[A run of rows]

>>>>>

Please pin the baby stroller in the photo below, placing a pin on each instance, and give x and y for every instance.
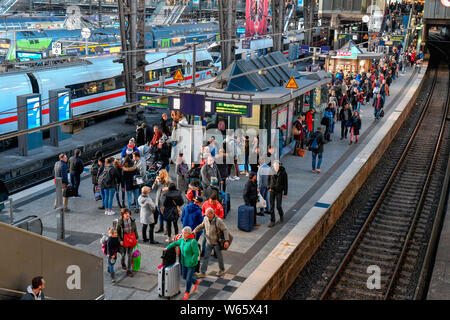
(153, 172)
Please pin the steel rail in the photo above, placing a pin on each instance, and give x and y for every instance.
(420, 204)
(356, 241)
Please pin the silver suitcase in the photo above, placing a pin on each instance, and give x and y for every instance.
(169, 280)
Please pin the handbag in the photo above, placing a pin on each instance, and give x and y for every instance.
(262, 203)
(136, 262)
(301, 152)
(221, 238)
(138, 180)
(129, 240)
(69, 191)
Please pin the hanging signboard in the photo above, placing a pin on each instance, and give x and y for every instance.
(150, 101)
(232, 108)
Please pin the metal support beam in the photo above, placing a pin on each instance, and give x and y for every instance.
(132, 31)
(277, 24)
(227, 25)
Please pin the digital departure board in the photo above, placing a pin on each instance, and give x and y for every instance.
(149, 101)
(233, 108)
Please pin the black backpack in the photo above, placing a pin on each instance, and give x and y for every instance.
(104, 180)
(169, 257)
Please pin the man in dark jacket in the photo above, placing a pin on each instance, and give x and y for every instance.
(192, 215)
(60, 171)
(76, 168)
(378, 104)
(345, 115)
(126, 225)
(251, 194)
(162, 153)
(315, 145)
(35, 291)
(278, 186)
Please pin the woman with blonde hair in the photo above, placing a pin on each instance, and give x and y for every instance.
(147, 214)
(161, 185)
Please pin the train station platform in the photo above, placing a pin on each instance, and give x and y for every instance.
(254, 259)
(439, 287)
(106, 135)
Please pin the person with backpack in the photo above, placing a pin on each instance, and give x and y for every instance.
(147, 214)
(345, 115)
(181, 169)
(315, 145)
(278, 187)
(188, 259)
(128, 172)
(120, 185)
(76, 168)
(112, 248)
(171, 201)
(36, 290)
(107, 180)
(212, 225)
(126, 227)
(94, 170)
(60, 171)
(140, 136)
(378, 105)
(129, 149)
(356, 125)
(191, 215)
(251, 194)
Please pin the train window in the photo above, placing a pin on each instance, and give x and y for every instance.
(109, 84)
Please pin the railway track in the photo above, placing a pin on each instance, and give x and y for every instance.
(45, 172)
(392, 238)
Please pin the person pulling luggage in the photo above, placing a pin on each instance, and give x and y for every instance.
(188, 259)
(212, 225)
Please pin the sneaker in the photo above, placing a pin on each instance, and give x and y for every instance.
(220, 273)
(196, 285)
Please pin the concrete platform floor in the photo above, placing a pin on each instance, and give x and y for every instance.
(85, 223)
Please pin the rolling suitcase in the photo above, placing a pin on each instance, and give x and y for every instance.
(169, 280)
(246, 218)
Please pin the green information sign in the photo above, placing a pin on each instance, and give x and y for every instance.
(154, 102)
(234, 109)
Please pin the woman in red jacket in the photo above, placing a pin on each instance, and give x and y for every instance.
(310, 120)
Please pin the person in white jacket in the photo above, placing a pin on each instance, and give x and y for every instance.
(148, 215)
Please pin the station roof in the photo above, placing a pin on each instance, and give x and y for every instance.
(267, 89)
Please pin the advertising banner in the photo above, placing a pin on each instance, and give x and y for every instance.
(256, 17)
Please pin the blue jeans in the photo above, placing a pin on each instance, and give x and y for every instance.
(109, 193)
(314, 160)
(189, 275)
(111, 263)
(135, 194)
(205, 259)
(103, 194)
(377, 113)
(265, 194)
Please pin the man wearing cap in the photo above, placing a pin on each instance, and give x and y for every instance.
(192, 215)
(251, 194)
(129, 149)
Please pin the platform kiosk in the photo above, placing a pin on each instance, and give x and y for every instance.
(60, 110)
(29, 116)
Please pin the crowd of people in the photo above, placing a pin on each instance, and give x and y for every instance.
(196, 198)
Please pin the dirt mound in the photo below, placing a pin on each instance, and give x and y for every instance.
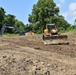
(27, 55)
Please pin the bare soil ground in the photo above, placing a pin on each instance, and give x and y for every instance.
(27, 55)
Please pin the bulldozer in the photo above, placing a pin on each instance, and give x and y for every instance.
(52, 36)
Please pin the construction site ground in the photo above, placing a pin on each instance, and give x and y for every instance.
(27, 55)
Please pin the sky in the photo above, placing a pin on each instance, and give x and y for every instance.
(22, 8)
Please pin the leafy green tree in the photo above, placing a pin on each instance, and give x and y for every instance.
(44, 12)
(20, 25)
(10, 19)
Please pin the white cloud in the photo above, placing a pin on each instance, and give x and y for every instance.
(71, 13)
(62, 1)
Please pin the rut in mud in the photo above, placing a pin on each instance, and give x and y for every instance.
(27, 55)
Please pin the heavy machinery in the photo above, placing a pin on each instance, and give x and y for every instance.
(51, 36)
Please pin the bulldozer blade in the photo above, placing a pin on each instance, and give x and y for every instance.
(56, 37)
(56, 40)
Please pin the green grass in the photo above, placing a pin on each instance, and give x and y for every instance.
(7, 34)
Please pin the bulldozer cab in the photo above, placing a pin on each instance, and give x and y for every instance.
(50, 27)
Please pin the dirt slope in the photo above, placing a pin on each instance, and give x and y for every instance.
(27, 55)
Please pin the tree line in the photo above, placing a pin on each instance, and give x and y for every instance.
(44, 12)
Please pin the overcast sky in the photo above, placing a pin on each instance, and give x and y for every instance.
(22, 8)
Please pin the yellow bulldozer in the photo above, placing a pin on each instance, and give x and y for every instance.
(51, 36)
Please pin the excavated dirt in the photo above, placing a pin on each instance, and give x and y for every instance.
(27, 55)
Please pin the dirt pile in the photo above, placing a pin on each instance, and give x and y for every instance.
(27, 55)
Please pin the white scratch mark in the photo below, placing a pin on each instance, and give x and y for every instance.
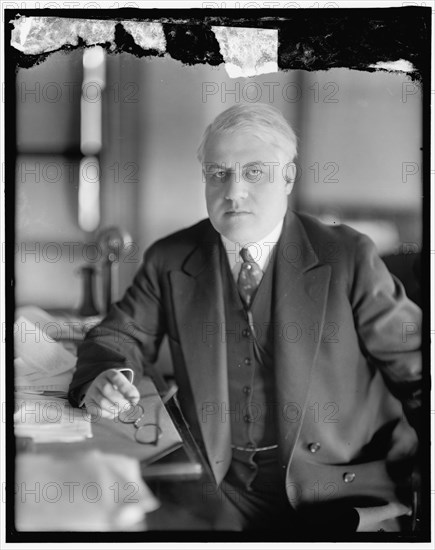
(248, 52)
(400, 65)
(147, 35)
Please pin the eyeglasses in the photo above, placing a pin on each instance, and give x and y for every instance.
(147, 433)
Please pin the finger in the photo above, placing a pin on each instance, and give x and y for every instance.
(99, 409)
(120, 383)
(375, 514)
(111, 397)
(97, 401)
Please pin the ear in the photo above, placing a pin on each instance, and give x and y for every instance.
(289, 176)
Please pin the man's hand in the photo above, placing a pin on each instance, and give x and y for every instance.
(109, 394)
(373, 518)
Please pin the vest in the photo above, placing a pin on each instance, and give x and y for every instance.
(250, 362)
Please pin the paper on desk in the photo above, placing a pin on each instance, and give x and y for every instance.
(47, 419)
(84, 491)
(41, 364)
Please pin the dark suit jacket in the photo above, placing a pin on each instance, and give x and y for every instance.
(346, 358)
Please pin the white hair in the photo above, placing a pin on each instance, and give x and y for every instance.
(262, 120)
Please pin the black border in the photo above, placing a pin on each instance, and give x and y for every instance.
(357, 37)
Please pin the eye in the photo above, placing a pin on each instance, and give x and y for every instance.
(253, 174)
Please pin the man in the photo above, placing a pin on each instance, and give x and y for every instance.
(288, 343)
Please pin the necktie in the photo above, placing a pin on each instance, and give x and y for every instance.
(249, 277)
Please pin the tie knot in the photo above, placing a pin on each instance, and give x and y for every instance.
(246, 255)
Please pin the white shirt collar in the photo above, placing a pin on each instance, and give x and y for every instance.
(260, 251)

<<<<<

Exercise details -> Write out every row above word for word, leaving out the pictures.

Answer to this exercise ->
Please pin the baby stroller in the photo below, placing a pin on each instance, and give x and y for every instance.
(153, 172)
Please pin the steel rail in the photo above, placing a pin on each instance, and give x and y for every instance.
(420, 204)
(356, 241)
Please pin the silver suitcase in the photo above, placing a pin on each instance, and give x and y for every instance.
(169, 280)
Please pin the handbag in the photo above, placing a pin on each instance, and give x and y for every instance.
(262, 203)
(136, 262)
(301, 152)
(221, 238)
(138, 180)
(129, 240)
(69, 191)
Please pin the hanging signboard in the photo above, placing a pin on each instance, and give x and y for every instance.
(150, 101)
(232, 108)
Please pin the metal support beam in the photo above, placing a pin on each instance, and give x and y for every instance.
(132, 31)
(277, 24)
(227, 25)
Please pin the digital departure board in the photo above, placing a pin on each instance, and give x and y for every instance.
(149, 101)
(233, 108)
Please pin the black backpack in the photo above, placing a pin on each instance, and give x and y for every instance.
(104, 180)
(169, 257)
Please pin the man in dark jacket in the photo above, placing a pin on each instance, and give x and y for every instance.
(192, 215)
(60, 171)
(76, 168)
(378, 104)
(345, 115)
(126, 225)
(251, 194)
(162, 153)
(315, 145)
(35, 291)
(278, 186)
Please pin the woman with blonde hair in the photo above, placing a pin on each instance, and give x and y for every instance.
(147, 214)
(161, 185)
Please pin the train station platform in the photo above, placing a pin on each instance, and give x and y for every instance.
(254, 259)
(439, 287)
(106, 135)
Please pin the person with backpack in the photo above, placing a pin on each instance, and give x and y for every instance.
(147, 214)
(345, 115)
(181, 169)
(315, 145)
(278, 187)
(188, 259)
(128, 172)
(120, 185)
(76, 168)
(112, 248)
(171, 201)
(36, 290)
(107, 180)
(212, 225)
(126, 227)
(94, 170)
(60, 171)
(140, 136)
(378, 105)
(129, 149)
(356, 125)
(191, 215)
(251, 194)
Please pin the train window in the photo above, placing a pin on each instance, and give x and y for every instance.
(109, 84)
Please pin the railway track in the photo above, placing a pin on each instance, and give x and y for every instance.
(45, 172)
(392, 238)
Please pin the person pulling luggage in the photo above, placing a pin on each instance, and give x and y for every instance.
(188, 259)
(212, 225)
Please pin the sneaker in the photo above, placing a pin on each instance, and give x and y for every instance.
(220, 273)
(196, 285)
Please pin the concrete platform floor in the photo above, placing a pin on each instance, and give x and y for every instance.
(85, 223)
Please pin the rolling suitcase in the photo above, placing a pin on each instance, and give x and y for every instance.
(169, 280)
(246, 218)
Please pin the green information sign in the photo above, placing a pin on each instance, and give x and y for every instance.
(154, 102)
(234, 109)
Please pin the woman in red jacket in the photo above, placing a pin on each instance, and give x and y for every instance.
(310, 120)
Please pin the person in white jacket in the photo above, placing a pin on each instance, and give x and y for every instance.
(148, 215)
Please pin the station roof in the photo above, placing a pin on each instance, and give x and y for every instance.
(267, 89)
Please pin the advertising banner in the photo above, placing a pin on each instance, and give x and y for every instance.
(256, 17)
Please pin the blue jeans in the photo above, placing a pin on each instance, and give x and y for every instance.
(109, 193)
(314, 160)
(189, 275)
(111, 263)
(135, 194)
(205, 259)
(103, 194)
(377, 113)
(265, 194)
Please pin the man wearing cap in the photo above, placing a pin on each instance, and give x and y for every instance.
(192, 215)
(251, 194)
(129, 149)
Please pin the platform kiosk in the photo above, placing a pin on each instance, and give x and y for every instance.
(60, 110)
(29, 116)
Please pin the crowd of people in the photo above, placing a pin on each instance, and give x and y for every instance.
(196, 198)
Please pin the dirt mound in the photo below, placing a pin on each instance, and give x and y for every instance.
(27, 55)
Please pin the bare soil ground in the photo above, placing a pin on each instance, and give x and y for every instance.
(27, 55)
Please pin the bulldozer in the photo above, placing a pin on each instance, and give x and y for every instance.
(52, 36)
Please pin the construction site ground in the photo above, placing a pin on each instance, and give x and y for every instance.
(27, 55)
Please pin the sky in the photo above, placing a pin on each instance, and give x and y for every instance.
(22, 8)
Please pin the leafy green tree in the photo above, placing a pin on each instance, and give x and y for every instance.
(44, 12)
(20, 25)
(10, 19)
Please pin the white cloud in the photo above, placing a pin on each instance, and give x and y for every instance.
(71, 13)
(62, 1)
Please pin the rut in mud in the photo above, placing a pin on each instance, and give x and y for every instance.
(27, 55)
Please pin the heavy machinery in the photo above, placing a pin on each instance, and give x and y for every instance.
(51, 36)
Please pin the bulldozer blade in the photo above, placing a pin on each instance, and give x and y for every instance.
(56, 37)
(56, 40)
Please pin the green grass in the photo above, placing a pin on each instance, and give x and y for every instance.
(7, 34)
Please pin the bulldozer cab in the photo above, placing a pin on each instance, and give x and y for every instance.
(50, 27)
Please pin the dirt slope in the photo above, placing a pin on each instance, and give x and y for every instance.
(27, 55)
Please pin the tree line in the photo above, placing a pin on each instance, and give x and y for every instance.
(44, 12)
Please pin the overcast sky in the photo above, placing a pin on each instance, and give x and y for every instance.
(22, 8)
Please pin the yellow bulldozer in the photo above, placing a pin on each instance, and give x and y for every instance.
(51, 36)
Please pin the excavated dirt in the photo above, placing a pin on each instance, and give x and y for every instance.
(27, 55)
Please pin the dirt pile in the photo above, placing a pin on each instance, and give x and y for every instance.
(27, 55)
Please pin the white scratch mark in the photo below, placing a pin on each instance, and give x and y for every instance.
(248, 52)
(400, 65)
(147, 35)
Please pin the eyeglasses in the photo above, placing a pin on each instance, and give x and y for every instance.
(147, 433)
Please pin the finger in the photo above, placing a pin on each instance, and give x and y for every instance.
(99, 409)
(120, 383)
(375, 514)
(111, 397)
(97, 401)
Please pin the ear in the photo above, placing a pin on each instance, and give x and y for every instance.
(289, 176)
Please pin the man's hand in the photo above, placing a pin on each instance, and give x and y for every instance.
(109, 394)
(373, 518)
Please pin the vest in the photo above, placing a pin on each instance, and give x and y for every instance.
(250, 362)
Please pin the paper on desk in the photo above, placing a pin on each instance, and give x and y for every instance.
(47, 419)
(84, 491)
(41, 364)
Please pin the dark suit jacket in the photo above, placing a pin on each instance, and give x and y for every instance.
(346, 358)
Please pin the white hair in the photo above, placing a pin on each instance, and give x and y for every instance.
(262, 120)
Please pin the black border in the photo above, placing a pin on each instance, and give x and y for every instance.
(357, 37)
Please pin the eye in the photo above, placing a pin on each instance, and give x and y for every instance.
(253, 174)
Please pin the man in the photo above, placing a pin on each instance, and give x and y for every instance.
(288, 343)
Please pin the necktie in the photo above, placing a pin on each instance, and give x and y for every instance.
(249, 277)
Please pin the tie knot in the photo above, placing a pin on each instance, and give x and y for every instance.
(246, 255)
Please pin the white shirt collar in the photo above, placing a pin on each instance, and give x and y for every instance.
(260, 251)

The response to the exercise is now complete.